### Records supplied
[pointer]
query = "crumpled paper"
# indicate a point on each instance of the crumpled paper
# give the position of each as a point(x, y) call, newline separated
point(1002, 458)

### Assignment
Above are some records; extract every one of them exactly.

### Response to this task
[pointer]
query = "crumpled paper"
# indicate a point on each instance of the crumpled paper
# give the position of each as a point(x, y) call, newline separated
point(1002, 458)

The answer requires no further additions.